What this task involves:
Reproduce each of the records below word for word, leaving out the pictures.

Rows:
════
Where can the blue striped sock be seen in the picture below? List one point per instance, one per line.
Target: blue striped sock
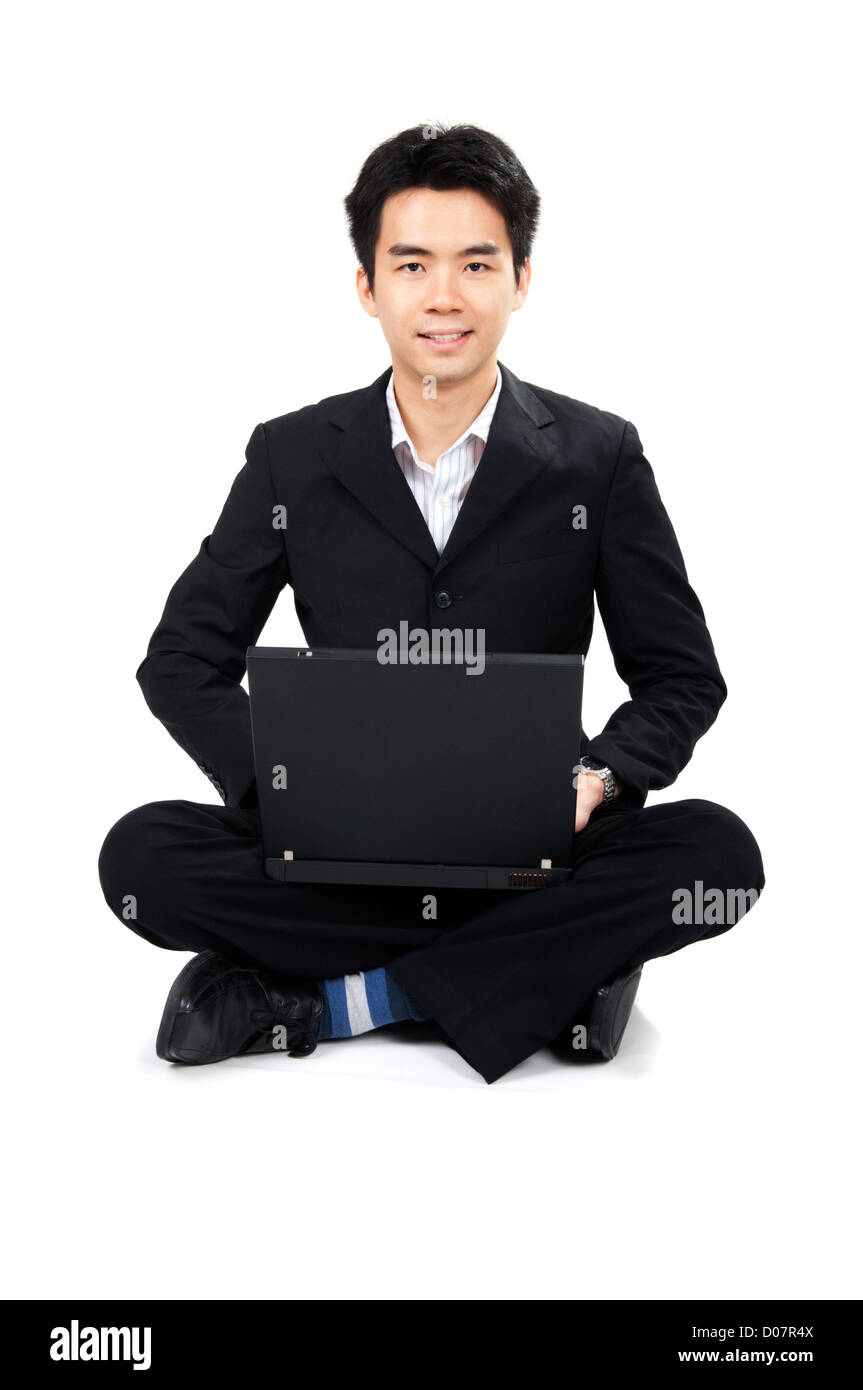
(357, 1002)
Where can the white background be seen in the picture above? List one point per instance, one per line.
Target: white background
(177, 270)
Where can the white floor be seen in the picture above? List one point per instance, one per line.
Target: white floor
(710, 1158)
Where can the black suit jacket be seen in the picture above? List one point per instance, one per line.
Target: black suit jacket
(321, 505)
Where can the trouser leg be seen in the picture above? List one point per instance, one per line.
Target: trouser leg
(502, 973)
(189, 876)
(514, 975)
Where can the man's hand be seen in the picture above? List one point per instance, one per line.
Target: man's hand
(588, 797)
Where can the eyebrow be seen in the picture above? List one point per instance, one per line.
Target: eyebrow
(481, 249)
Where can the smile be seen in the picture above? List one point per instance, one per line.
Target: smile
(446, 339)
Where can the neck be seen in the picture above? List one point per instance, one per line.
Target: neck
(434, 424)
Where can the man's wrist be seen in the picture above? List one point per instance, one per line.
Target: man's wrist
(594, 767)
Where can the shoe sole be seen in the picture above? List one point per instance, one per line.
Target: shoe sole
(610, 1014)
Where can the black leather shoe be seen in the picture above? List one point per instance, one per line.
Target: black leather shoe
(610, 1009)
(605, 1019)
(218, 1008)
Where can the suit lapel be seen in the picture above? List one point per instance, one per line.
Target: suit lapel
(363, 459)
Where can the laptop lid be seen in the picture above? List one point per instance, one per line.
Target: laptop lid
(364, 761)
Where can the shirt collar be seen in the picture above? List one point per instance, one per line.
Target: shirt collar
(480, 427)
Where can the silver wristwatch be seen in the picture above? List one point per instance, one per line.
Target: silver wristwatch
(592, 765)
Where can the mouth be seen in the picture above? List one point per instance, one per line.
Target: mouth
(446, 341)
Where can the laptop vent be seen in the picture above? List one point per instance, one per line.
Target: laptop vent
(527, 880)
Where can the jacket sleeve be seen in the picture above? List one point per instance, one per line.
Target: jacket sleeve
(196, 656)
(656, 631)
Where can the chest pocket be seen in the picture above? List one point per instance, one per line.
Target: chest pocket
(539, 544)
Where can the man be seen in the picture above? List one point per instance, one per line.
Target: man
(448, 488)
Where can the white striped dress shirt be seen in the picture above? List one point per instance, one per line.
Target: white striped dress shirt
(441, 488)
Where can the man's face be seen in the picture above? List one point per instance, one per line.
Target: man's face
(444, 264)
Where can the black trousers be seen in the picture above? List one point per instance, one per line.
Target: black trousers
(502, 973)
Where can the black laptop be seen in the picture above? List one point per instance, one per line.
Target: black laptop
(416, 774)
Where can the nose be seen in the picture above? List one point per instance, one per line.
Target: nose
(441, 291)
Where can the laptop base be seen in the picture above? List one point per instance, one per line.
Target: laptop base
(412, 876)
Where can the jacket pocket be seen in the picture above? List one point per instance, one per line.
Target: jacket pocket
(538, 544)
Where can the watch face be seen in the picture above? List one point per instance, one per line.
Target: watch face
(592, 763)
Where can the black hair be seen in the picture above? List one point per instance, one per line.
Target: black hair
(442, 157)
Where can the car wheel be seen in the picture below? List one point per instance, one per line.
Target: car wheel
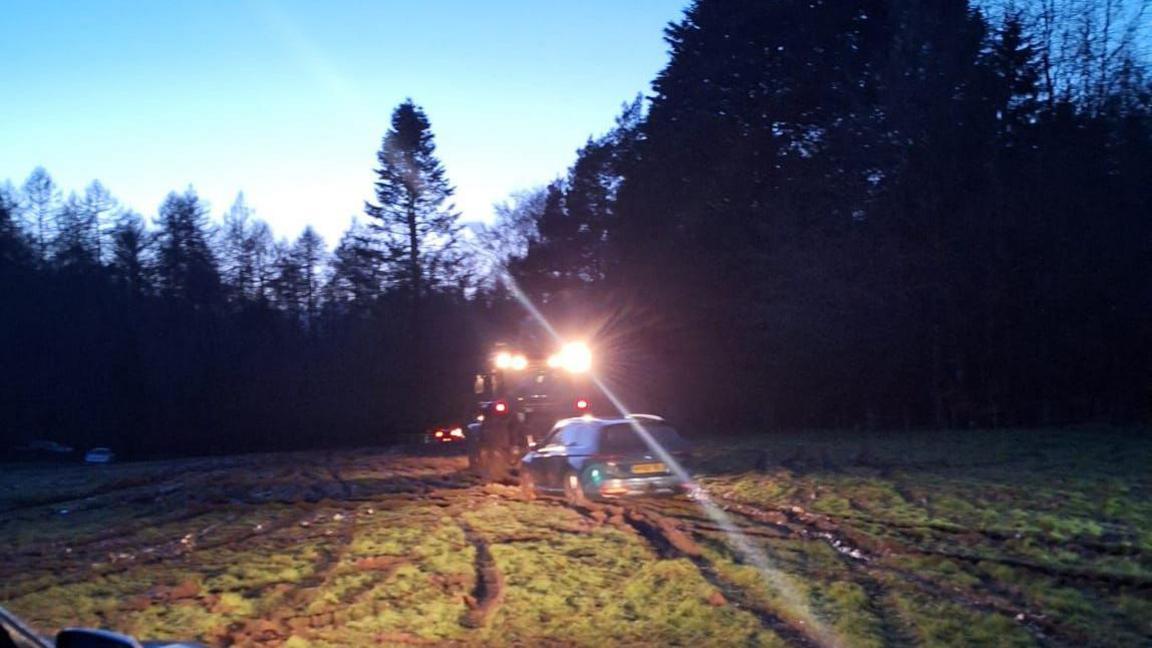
(527, 484)
(574, 490)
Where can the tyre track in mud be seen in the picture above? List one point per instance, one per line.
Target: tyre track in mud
(1044, 631)
(489, 592)
(669, 542)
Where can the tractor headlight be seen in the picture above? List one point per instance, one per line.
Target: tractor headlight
(573, 356)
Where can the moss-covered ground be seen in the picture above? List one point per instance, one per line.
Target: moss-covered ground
(953, 539)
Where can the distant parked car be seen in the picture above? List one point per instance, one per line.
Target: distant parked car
(589, 458)
(100, 456)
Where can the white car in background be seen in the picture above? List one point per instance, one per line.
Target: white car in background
(99, 456)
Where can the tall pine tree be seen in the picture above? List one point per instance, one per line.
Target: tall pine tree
(412, 213)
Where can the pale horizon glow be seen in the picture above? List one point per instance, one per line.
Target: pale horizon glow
(287, 100)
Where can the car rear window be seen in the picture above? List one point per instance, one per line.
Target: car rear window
(622, 438)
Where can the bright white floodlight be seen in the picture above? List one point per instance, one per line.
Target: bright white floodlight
(573, 356)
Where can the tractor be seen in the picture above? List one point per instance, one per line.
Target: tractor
(522, 396)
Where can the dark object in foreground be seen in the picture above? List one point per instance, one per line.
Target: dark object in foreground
(15, 634)
(604, 458)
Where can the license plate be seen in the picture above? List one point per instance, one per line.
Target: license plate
(648, 468)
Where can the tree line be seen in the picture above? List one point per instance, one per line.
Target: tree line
(880, 213)
(870, 213)
(191, 333)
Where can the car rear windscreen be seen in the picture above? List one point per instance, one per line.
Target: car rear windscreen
(622, 438)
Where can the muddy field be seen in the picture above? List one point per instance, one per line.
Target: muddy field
(1037, 537)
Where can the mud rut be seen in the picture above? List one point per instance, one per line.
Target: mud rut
(326, 504)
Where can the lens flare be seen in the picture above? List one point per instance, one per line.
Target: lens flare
(796, 604)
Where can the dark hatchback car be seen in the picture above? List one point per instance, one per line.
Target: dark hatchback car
(593, 458)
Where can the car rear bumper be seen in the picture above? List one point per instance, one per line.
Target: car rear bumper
(638, 487)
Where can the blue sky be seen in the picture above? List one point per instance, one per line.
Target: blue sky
(288, 100)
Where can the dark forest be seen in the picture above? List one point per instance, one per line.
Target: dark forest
(862, 213)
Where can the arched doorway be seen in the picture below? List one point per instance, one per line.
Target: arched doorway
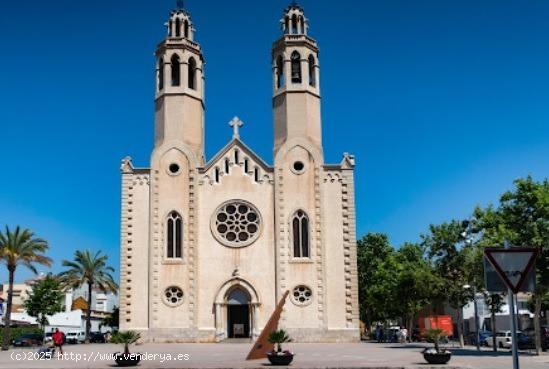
════
Output for this task:
Where can the blue striped sock be seen in the picture below? List one point per instance, one per line.
Target: blue striped sock
(357, 1002)
Where can the white background be seen in the picture above? List one point per instance, one per line.
Target: white background
(177, 270)
Where can the white floor be seen in the picture above? List one point per instance, one per line.
Target: white floor
(710, 1158)
Where can the black suit jacket be seen in the picture above? List one point per instance, one per line.
Target: black suit jacket
(321, 505)
Where can the trouser leg be seen in the picture above? List one point per instance, one per line.
Target: trouser leg
(502, 973)
(189, 876)
(514, 975)
Where can the man's hand be seen in the picture above? List one point per instance, one per line.
Target: man's hand
(588, 797)
Where can the eyebrow be seen in the picture above? List one point per instance, one per line.
Target: eyebrow
(481, 249)
Where can the smile be seen in the picture above? List one point per instance, one per line.
Target: smile
(446, 339)
Where can the neck be seen in the picture above? List one point per instance, one per line.
Target: neck
(434, 424)
Where can the man's wrist be seen in the picture above? List one point per instance, one per line.
Target: man's wrist
(594, 767)
Where can the shoe sole be seen in the picture above? List one point per instance, one per line.
Target: shoe sole
(610, 1014)
Where can the black leather shoe be seen in the picture above? List one point per instance, one per line.
Target: black leather shoe
(610, 1009)
(605, 1019)
(218, 1008)
Where can the suit lapel be seen in the picture above? List one point per instance, one per line.
Target: suit lapel
(363, 459)
Where can the laptop lid be seen in the picture above? List one point per instance, one per line.
Target: laptop lid
(364, 761)
Where can the shirt collar be seen in the picture above? List one point per instance, one per line.
Target: shirt collar
(480, 427)
Where can the silver wristwatch be seen in the picture above? List one point per instance, one per line.
Target: silver wristwatch
(592, 765)
Where can the mouth be seen in the picture above? List one point per instance, one per line.
Target: mouth
(446, 341)
Where can the laptop vent be seen in the picture above? List one point per instance, one per line.
Target: laptop vent
(527, 880)
Where can the jacket sleeve be seen in the picture above? List one point per instance, one per line.
Target: jacket sleeve
(196, 656)
(656, 631)
Where can the chest pocket be seen in the picture above? List one point per instance, one per line.
Target: chest pocket
(539, 544)
Where can the man be seen in the picture above? List one point per instance, one per line.
Target: man
(448, 488)
Where can the white striped dress shirt be seen in the picture above? List one point per instance, one per line.
Target: white striped dress shirt
(441, 488)
Where can the man's face be seen in the picture above? List one point per instance, one per line.
Target: man's face
(444, 264)
Where can the black trousers be seen in the picture above? List one point per instance, one per line.
Target: black trousers
(502, 973)
Where can the black laptop be seen in the picture above? List one point per instance, one per line.
Target: black laptop
(416, 774)
Where can the nose be seen in the picture above? List one point per instance, one per line.
Target: nose
(441, 291)
Where can the laptop base be seen in the picture above? List one point per instance, one per line.
Target: laptop base
(412, 876)
Where can the jacket pocket be seen in the picture above? List one point per instance, one per line.
Target: jacket pocket
(538, 544)
Where can the watch face be seen in the picture above? List one point per instance, one per line.
Target: watch face
(592, 763)
Where can the black hair be seen in the picture above? List one point per instance, one per line.
Target: black hair
(442, 157)
Where can the car wheel be seen in the picture below? List one point per instance, one per line.
Target: car wheel
(527, 484)
(574, 490)
Where can the tyre track in mud be seen in the picture above? List one point per instance, one per line.
Target: tyre track in mud
(1044, 631)
(489, 592)
(669, 542)
Where can the tractor headlight be seen in the picture above? List one point per instance, one per line.
Target: tractor headlight
(573, 356)
Where can the moss-covered ground be seen in the picture above? List one point per instance, one per line.
Target: moss-covered ground
(953, 539)
Where can the distant parked car be seen in the picture above? List one point per instance, one per line.
Target: distant parked car
(589, 458)
(100, 456)
Where can the white car in background be seen in the picture above? List one point per instance, one per line.
Target: white car in background
(99, 456)
Where can the tall pine tree be seen in the picture above? List one point per instance, one per line.
Target: tall pine tree
(412, 213)
Where can the pale horizon glow be seen in the picture above? List one point per instance, one per line.
Target: pale horizon glow
(287, 100)
Where can the car rear window be seen in the picture above? List one point per instance, one per line.
Target: car rear window
(622, 438)
Where can the bright white floodlight be seen in the picture above? List one point per instance, one per line.
Target: bright white floodlight
(573, 356)
Where can the tractor be seen in the picture above? List one point per instance, one per line.
Target: tractor
(522, 396)
Where can the dark object in foreground be seen in the picture above? List one point per instance, one per line.
Target: dark object in foreground
(15, 634)
(604, 458)
Where can the license plate be seen in the picture above? List one point per instance, one per line.
Target: license plate
(648, 468)
Where can the tree line be seen in the picture above? List one point per instance, one per line.
Target: tree line
(880, 213)
(870, 213)
(191, 333)
Where can the car rear windscreen be seen in the picture above? List one point per instance, one per line.
Target: car rear windscreen
(622, 438)
Where can the muddy field be seen in the picture above? List one point per instance, one per line.
Target: muddy field
(1037, 537)
Where can the mud rut be seen in the picture above? List one point per instance, one per line.
Target: mud rut
(326, 504)
Where can the lens flare be seen in the picture above? List one point per instance, one per line.
Target: lens flare
(796, 604)
Where can the dark hatchback car be seen in the picture above? List one point per instance, one per line.
Target: dark hatchback car
(593, 458)
Where can the car rear bumper be seen in the picture above? List one point per instance, one per line.
Target: car rear bumper
(638, 487)
Where can the blue sky be seen in the picture above? List one point per instance, one per line.
Target: blue sky
(288, 100)
Where can the dark forest be seen in the picture above? List one point per instance, one per line.
Target: dark forest
(862, 213)
Where can the arched doorway be seen in the picture below? List one point per instance, one per line.
Target: arched doorway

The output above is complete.